Set of tasks:
a) Translate this sentence from the MPTCP patch discussion into French: "Please let me know if I should add it in the next iteration."
b) From the MPTCP patch discussion, write out the passage that opens with the words containing "I thought about" and closes with "with little value.".
----- Supplied text
I thought about that. The "problem" is that the relevant  lockdep
assertion is 'lockdep_sock_is_held()' which is both quite simple to
verify with code inspection only and not very accurate:
lockdep_sock_is_held() can be true and the caller can be without the
appropriate lock e.g. if lockdep_is_held(&sk->sk_lock.slock) and sk-
>sk_lock.owned by someonelse.

TL;DR: lock assertion can be added, but very likely with little value.
Please let me know if I should add it in the next iteration.

On the flip/positive side, I keep this thing running for the whole WE
without any issue ;)

Thanks!

Paolo
diff mbox series

Patch

diff --git a/net/mptcp/protocol.c b/net/mptcp/protocol.c
index 6050431f4c86..57deea409d0c 100644
--- a/net/mptcp/protocol.c
+++ b/net/mptcp/protocol.c
@@ -682,11 +682,6 @@  static bool move_skbs_to_msk(struct mptcp_sock *msk, struct sock *ssk)
 	struct sock *sk = (struct sock *)msk;
 	unsigned int moved = 0;
 
-	if (inet_sk_state_load(sk) == TCP_CLOSE)
-		return;
-
-	mptcp_data_lock(sk);
-
 	__mptcp_move_skbs_from_subflow(msk, ssk, &moved);
 	__mptcp_ofo_queue(msk);
 
@@ -697,12 +692,11 @@  static bool move_skbs_to_msk(struct mptcp_sock *msk, struct sock *ssk)
----------
----- Excerpted data
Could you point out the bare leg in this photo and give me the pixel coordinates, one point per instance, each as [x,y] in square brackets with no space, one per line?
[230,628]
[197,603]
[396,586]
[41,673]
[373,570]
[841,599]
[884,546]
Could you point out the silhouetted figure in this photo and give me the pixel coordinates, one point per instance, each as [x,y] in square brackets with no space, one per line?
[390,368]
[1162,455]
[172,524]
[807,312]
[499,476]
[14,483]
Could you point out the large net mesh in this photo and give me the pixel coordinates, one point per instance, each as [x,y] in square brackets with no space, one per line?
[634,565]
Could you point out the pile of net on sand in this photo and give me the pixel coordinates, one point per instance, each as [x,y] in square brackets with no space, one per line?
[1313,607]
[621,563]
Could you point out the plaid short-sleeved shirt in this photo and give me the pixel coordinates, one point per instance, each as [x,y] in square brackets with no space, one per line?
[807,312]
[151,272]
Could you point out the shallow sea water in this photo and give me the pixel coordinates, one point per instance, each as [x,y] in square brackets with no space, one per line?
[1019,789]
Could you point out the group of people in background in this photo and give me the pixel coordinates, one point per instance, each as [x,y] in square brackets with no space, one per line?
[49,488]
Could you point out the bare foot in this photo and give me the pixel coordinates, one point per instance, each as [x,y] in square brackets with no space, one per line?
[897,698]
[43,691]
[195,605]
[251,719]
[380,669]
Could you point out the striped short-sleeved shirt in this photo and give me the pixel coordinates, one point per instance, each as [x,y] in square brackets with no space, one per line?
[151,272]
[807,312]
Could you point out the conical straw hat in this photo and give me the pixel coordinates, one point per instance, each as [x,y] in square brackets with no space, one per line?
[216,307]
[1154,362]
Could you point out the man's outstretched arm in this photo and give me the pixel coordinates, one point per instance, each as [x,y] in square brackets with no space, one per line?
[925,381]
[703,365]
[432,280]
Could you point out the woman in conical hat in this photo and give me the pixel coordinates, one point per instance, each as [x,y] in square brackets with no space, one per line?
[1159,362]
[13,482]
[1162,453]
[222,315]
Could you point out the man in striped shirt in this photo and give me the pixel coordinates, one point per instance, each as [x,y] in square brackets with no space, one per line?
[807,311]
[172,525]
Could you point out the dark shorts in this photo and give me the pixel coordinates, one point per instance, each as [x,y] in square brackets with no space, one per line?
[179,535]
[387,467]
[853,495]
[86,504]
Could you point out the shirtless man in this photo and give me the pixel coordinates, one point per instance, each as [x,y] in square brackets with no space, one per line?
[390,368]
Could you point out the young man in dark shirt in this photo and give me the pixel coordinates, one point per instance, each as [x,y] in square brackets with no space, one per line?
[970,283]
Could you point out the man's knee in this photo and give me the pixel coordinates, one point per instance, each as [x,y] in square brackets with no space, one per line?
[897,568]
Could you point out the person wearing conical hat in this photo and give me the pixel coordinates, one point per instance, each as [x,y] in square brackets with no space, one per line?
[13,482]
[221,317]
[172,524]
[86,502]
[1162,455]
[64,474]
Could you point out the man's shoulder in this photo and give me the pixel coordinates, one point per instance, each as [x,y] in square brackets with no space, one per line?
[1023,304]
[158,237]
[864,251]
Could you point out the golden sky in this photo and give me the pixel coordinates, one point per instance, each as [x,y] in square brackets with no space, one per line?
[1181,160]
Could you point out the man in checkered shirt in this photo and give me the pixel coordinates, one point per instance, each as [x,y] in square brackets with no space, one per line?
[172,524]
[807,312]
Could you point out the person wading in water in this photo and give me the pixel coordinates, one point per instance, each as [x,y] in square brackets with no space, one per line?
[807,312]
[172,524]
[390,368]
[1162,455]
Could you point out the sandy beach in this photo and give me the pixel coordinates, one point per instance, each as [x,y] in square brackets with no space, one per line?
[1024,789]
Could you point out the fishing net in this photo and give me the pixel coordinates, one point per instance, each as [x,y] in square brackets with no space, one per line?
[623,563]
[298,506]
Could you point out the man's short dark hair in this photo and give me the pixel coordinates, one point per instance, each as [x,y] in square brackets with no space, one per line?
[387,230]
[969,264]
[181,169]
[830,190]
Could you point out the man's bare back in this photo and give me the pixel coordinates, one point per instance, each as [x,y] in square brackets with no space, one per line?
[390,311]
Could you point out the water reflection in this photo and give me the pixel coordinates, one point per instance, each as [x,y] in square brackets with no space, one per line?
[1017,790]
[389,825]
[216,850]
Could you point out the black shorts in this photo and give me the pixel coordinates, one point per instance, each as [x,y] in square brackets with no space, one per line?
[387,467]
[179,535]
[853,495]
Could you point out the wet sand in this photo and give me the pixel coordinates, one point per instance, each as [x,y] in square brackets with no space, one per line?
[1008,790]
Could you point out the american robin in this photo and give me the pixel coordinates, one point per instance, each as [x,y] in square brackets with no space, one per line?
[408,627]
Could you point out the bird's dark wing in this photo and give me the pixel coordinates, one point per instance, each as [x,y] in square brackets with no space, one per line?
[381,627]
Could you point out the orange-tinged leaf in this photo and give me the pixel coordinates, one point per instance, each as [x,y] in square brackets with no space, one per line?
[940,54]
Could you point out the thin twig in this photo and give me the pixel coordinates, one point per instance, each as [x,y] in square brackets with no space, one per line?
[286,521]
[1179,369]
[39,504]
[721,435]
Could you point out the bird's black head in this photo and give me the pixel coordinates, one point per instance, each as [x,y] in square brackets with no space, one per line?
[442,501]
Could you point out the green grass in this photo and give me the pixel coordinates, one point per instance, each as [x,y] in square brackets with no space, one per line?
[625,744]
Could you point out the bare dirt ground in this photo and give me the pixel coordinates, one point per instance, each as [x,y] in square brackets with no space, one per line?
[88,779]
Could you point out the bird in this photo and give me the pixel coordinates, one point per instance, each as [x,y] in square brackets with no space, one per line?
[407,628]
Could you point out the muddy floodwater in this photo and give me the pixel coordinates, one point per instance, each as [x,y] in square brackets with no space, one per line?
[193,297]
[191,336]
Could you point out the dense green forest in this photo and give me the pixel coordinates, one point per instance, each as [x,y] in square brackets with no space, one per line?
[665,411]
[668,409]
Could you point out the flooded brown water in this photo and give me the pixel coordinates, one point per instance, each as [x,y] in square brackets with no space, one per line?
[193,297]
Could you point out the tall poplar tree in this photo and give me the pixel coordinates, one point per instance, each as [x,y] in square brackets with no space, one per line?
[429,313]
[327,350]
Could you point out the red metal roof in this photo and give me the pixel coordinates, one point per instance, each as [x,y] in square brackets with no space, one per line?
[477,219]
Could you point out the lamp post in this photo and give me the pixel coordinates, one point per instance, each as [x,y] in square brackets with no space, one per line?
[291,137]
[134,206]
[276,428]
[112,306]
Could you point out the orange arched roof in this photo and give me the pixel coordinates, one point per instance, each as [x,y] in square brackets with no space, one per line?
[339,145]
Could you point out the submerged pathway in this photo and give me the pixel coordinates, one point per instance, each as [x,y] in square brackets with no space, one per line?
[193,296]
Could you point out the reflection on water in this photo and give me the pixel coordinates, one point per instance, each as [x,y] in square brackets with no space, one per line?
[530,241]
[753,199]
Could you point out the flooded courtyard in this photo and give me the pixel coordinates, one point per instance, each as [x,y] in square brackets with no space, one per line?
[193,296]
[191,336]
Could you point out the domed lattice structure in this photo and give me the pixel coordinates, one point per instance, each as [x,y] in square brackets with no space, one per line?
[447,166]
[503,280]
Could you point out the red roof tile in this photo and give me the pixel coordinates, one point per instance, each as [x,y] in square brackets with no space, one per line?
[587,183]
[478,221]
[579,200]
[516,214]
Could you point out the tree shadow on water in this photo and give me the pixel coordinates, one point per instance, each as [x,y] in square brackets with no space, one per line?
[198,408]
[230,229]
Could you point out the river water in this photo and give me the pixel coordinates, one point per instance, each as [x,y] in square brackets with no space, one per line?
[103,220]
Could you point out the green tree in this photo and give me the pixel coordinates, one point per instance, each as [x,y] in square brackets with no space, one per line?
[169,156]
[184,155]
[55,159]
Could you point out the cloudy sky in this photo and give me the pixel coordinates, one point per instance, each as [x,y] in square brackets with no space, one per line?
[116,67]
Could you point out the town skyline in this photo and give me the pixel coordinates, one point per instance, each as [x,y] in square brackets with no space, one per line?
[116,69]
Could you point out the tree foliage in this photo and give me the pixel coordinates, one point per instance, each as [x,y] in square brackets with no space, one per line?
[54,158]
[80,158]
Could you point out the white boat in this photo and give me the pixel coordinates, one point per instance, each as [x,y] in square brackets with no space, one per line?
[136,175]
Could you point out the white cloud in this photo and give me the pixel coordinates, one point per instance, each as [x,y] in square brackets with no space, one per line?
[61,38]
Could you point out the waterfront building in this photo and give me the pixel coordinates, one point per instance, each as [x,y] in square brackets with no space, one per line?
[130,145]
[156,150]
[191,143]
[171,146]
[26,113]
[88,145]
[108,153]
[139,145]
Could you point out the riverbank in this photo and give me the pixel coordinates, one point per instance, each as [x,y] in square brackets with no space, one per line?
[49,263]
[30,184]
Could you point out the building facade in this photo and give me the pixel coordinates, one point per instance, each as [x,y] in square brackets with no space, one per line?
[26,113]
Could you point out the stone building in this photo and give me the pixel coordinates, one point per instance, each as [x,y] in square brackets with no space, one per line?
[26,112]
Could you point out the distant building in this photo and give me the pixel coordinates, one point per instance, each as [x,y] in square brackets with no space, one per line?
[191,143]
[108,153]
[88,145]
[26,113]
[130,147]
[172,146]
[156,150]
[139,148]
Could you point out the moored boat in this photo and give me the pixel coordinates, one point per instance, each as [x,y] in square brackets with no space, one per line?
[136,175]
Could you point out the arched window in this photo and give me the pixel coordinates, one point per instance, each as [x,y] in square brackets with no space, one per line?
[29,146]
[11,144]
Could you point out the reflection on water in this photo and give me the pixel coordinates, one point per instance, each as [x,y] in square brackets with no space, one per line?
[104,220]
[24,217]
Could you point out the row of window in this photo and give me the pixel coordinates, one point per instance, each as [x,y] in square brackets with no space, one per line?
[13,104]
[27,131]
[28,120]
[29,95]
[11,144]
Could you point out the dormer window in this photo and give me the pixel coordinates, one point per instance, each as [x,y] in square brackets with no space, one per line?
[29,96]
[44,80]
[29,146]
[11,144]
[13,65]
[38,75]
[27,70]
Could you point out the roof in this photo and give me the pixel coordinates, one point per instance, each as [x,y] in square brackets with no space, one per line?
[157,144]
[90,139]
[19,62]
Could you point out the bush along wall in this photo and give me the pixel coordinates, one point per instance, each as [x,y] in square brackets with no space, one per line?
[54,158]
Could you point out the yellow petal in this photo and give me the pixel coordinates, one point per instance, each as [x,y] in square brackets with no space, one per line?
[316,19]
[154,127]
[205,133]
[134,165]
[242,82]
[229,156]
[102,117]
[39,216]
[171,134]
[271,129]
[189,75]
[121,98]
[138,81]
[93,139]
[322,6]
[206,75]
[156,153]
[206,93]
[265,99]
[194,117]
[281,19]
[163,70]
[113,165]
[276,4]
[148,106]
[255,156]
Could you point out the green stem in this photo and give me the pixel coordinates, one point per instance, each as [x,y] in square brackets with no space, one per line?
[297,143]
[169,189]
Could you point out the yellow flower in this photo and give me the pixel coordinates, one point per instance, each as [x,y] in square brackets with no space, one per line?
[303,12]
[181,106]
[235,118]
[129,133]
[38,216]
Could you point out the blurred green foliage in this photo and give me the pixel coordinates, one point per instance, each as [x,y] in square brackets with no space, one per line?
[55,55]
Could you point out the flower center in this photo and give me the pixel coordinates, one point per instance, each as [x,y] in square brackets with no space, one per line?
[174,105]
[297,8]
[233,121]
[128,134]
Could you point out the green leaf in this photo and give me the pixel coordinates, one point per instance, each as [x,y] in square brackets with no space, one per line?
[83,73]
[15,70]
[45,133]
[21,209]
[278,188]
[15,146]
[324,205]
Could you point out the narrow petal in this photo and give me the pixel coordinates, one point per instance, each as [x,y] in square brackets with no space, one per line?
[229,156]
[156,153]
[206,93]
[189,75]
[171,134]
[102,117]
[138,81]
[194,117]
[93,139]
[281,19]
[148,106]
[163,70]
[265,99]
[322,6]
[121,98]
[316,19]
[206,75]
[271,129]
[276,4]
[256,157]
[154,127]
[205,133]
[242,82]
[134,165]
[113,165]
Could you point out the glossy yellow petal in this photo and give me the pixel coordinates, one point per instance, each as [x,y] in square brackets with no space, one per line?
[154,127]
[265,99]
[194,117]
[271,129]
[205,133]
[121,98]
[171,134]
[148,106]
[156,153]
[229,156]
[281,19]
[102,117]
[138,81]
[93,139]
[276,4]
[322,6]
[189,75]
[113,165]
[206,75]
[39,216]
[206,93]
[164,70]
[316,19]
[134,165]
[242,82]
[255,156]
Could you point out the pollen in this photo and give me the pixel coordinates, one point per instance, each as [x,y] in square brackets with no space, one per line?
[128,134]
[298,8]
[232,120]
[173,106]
----------
Results by task:
a) Merci de me dire si je dois l'ajouter dans la prochaine itération.

b)
I thought about that. The "problem" is that the relevant  lockdep
assertion is 'lockdep_sock_is_held()' which is both quite simple to
verify with code inspection only and not very accurate:
lockdep_sock_is_held() can be true and the caller can be without the
appropriate lock e.g. if lockdep_is_held(&sk->sk_lock.slock) and sk-
>sk_lock.owned by someonelse.

TL;DR: lock assertion can be added, but very likely with little value.